> TASK GOAL: Retype the complete listing exactly as it appears.

# # # #

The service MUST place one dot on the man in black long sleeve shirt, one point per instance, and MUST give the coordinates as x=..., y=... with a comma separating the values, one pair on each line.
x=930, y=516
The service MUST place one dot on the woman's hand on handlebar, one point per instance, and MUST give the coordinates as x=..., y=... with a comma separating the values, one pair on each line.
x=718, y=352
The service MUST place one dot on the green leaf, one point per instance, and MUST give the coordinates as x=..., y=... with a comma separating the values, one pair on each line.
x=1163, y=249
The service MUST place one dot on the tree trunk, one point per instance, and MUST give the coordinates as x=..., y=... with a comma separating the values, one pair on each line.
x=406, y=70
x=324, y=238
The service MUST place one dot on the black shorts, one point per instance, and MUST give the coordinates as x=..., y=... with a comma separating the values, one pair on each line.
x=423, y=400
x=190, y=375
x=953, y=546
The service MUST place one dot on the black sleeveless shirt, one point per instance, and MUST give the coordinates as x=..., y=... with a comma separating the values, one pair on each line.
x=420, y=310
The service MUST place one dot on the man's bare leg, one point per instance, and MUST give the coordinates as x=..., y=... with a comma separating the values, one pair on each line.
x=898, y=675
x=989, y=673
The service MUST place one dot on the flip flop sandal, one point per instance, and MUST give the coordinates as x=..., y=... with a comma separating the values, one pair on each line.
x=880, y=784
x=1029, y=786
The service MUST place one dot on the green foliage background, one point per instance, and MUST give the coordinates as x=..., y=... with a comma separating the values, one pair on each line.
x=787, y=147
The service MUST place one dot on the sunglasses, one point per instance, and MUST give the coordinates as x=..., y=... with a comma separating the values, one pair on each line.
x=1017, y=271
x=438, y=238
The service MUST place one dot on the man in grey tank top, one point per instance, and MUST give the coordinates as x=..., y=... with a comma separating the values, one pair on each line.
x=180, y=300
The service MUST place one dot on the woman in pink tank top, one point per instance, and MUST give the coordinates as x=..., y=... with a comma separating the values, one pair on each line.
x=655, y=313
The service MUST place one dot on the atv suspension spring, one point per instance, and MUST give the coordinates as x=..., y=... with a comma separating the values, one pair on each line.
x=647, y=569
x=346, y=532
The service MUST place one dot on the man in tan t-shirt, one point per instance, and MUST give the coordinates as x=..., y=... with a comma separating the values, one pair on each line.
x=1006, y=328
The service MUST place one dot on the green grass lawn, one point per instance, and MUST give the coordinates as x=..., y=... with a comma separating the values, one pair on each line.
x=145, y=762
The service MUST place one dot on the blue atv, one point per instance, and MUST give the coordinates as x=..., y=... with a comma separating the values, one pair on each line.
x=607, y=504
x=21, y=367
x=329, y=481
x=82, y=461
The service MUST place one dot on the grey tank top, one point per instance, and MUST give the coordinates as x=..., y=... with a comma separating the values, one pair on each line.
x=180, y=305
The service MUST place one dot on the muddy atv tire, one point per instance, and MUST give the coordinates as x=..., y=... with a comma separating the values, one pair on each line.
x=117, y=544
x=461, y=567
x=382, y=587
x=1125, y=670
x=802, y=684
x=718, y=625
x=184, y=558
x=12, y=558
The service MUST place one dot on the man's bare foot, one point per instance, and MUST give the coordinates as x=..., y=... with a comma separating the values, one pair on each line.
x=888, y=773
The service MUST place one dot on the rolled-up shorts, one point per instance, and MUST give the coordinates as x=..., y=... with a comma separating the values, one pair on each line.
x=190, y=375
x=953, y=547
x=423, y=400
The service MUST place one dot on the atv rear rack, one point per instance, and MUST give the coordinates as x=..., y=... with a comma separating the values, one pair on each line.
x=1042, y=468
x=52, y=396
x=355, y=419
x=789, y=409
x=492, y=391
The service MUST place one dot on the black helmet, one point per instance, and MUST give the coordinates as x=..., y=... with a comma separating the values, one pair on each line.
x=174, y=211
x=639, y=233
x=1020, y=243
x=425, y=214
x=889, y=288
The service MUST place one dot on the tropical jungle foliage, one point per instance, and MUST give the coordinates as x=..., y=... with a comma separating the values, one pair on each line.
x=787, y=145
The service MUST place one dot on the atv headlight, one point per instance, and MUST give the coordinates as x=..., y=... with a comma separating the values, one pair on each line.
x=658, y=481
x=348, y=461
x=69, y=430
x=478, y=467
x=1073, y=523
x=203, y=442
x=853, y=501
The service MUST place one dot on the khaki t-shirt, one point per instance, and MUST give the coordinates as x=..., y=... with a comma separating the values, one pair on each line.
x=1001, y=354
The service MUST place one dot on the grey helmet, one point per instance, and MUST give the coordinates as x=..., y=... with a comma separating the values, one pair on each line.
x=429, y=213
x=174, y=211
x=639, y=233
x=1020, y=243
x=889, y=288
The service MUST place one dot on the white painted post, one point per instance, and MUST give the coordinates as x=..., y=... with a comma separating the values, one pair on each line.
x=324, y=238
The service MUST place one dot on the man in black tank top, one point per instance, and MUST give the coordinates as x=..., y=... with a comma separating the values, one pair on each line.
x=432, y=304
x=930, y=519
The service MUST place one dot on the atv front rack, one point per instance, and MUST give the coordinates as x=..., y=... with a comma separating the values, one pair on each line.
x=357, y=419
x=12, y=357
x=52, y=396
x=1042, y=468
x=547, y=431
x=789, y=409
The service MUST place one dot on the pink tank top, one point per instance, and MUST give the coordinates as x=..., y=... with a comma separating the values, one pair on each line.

# # # #

> TASK SOLUTION:
The service MUST place one dot on the man in black long sleeve shirt, one point per instance, and MUST give the coordinates as x=..., y=... with a comma separating the values, one pair on each line.
x=930, y=516
The service MUST place one dot on the woman's hand on handlebar, one point per instance, and MUST give the coordinates as x=..., y=... with a comma separating the values, one pair on each line.
x=718, y=352
The service MUST place one dot on the green leaf, one point per instance, and MUST give the coordinates as x=..., y=... with a comma separating the values, one pair on each line.
x=1163, y=249
The service MUST place one dot on the tree trunk, one point per instance, and MUST give the coordinates as x=..., y=... with a comma separating the values, one pair on each line.
x=406, y=70
x=324, y=238
The service MUST place one dot on the black shorts, one point per instance, and MUST give the coordinates as x=..., y=... with a comma separating the values, one pair on each line.
x=423, y=400
x=190, y=375
x=953, y=546
The service MUST place one dot on the black sleeveless shirt, one point per instance, and MUST give the coordinates as x=..., y=... with a comma separating the values, one pair on each line.
x=420, y=310
The service MUST place one dot on the man's bare leg, one point per instance, and MUST give the coordinates as x=..., y=... with a comma separating the values, one pair on each line.
x=898, y=675
x=989, y=673
The service MUST place one dot on the flip flop sandal, one point per instance, and MUST give the coordinates as x=..., y=... with a comma separating the values, one pair on each line.
x=880, y=784
x=1029, y=786
The service MUST place one dot on the green foliage background, one point per instance, and MUST give the coordinates as x=..., y=... with a comma separating the values, one pair on each line.
x=787, y=147
The service MUST place one dot on the sunglasses, one point per instance, and MUST give the coordinates as x=..., y=... with a comma separating the values, one pair on each line.
x=1017, y=271
x=438, y=238
The service MUST place one dot on the man in grey tank top, one point per instance, and MUST give the coordinates as x=..., y=... with a comma separating the values, one pair on each line.
x=180, y=300
The service MUST place one dot on the woman in pink tank top, one point per instance, and MUST give the coordinates as x=..., y=... with a comma separating the values, one pair on each line.
x=655, y=313
The service MUST place one dot on the atv suspension spring, one point per instance, and MUST give the coordinates as x=..., y=... with a comma separating the values, one pair on each line.
x=647, y=569
x=346, y=532
The service MUST place one dot on the man in tan t-shirt, one point per instance, and MUST give the coordinates as x=..., y=... with a comma separating the values, one pair on each line.
x=1006, y=328
The service MUST place one dot on the green grass lawn, one point per instance, and MUST give the coordinates as x=..., y=... with a comma separating the values, one pair on each line.
x=145, y=762
The service MUST place one dot on the blue atv, one point per instance, and MUST give the coordinates as x=..., y=... with a comma separating the values, one pair on each line.
x=607, y=504
x=21, y=367
x=329, y=481
x=82, y=461
The service MUST place one dot on the grey tank top, one point per instance, and MUST give the coordinates as x=..., y=... with a comma separating the values, one pair on each line.
x=180, y=305
The service MUST place one dot on the muddy atv tire, one point per instance, and MUST give the coordinates as x=..., y=... with a comma separating the values, one pair on each line.
x=117, y=544
x=461, y=567
x=382, y=587
x=1125, y=670
x=802, y=684
x=718, y=625
x=184, y=558
x=12, y=558
The service MUST place one dot on the man's bare foot, one point per instance, and MUST give the coordinates as x=..., y=... with a comma separating the values, one pair on each line.
x=888, y=773
The service MUST place one dot on the rolled-up shorts, one point per instance, and MUST give the coordinates as x=..., y=... with a comma separating the values, one pair on each line.
x=190, y=375
x=953, y=547
x=423, y=400
The service MUST place one dot on the atv rear rack, one point per instance, and MUST give the coordinates as x=..., y=... with a comma separating the values, one pair on each line.
x=1042, y=468
x=52, y=396
x=355, y=419
x=789, y=409
x=492, y=391
The service MUST place one dot on the black helmet, one point per instance, and MUST give the coordinates as x=..., y=... with a comma separating the values, one pair on each line.
x=174, y=211
x=639, y=233
x=1020, y=243
x=425, y=214
x=889, y=288
The service MUST place one dot on the tropical jungle foliage, one point per instance, and MUST give the coordinates as x=..., y=... with a comma separating the values, one pair on each line.
x=787, y=145
The service MUST place one dot on the atv headlight, one point per instance, and MUST give the coordinates as x=..., y=... with a comma separating the values, one pair on each line.
x=658, y=481
x=348, y=461
x=69, y=430
x=478, y=467
x=1073, y=523
x=203, y=442
x=853, y=501
The service MUST place one dot on the khaki t-shirt, one point per instance, and MUST give the coordinates as x=..., y=... with a comma separating the values, one pair on each line.
x=1001, y=354
The service MUST place one dot on the grey helmet, one point per instance, and MUST give the coordinates as x=..., y=... with a comma separating the values, one pair on each line.
x=429, y=213
x=174, y=211
x=639, y=233
x=1020, y=243
x=889, y=288
The service MUST place one dot on the white painted post, one point per instance, and MUST give the coordinates as x=..., y=... with a comma separating the values, one pair on each line.
x=324, y=238
The service MUST place one dot on the man in black tank top, one point per instance, and MUST give the coordinates as x=..., y=... with a comma separating the values, one pair on each line.
x=432, y=304
x=930, y=519
The service MUST place one dot on the atv front rack, one point per instance, and MUST give the coordinates as x=..., y=... with a comma separating the values, one pair on each line.
x=357, y=419
x=12, y=357
x=52, y=396
x=1042, y=468
x=547, y=431
x=789, y=409
The service MUST place one dot on the pink tank top, one point per instance, and MUST give the coordinates as x=..., y=... with a comma separating the values, one pair on each line.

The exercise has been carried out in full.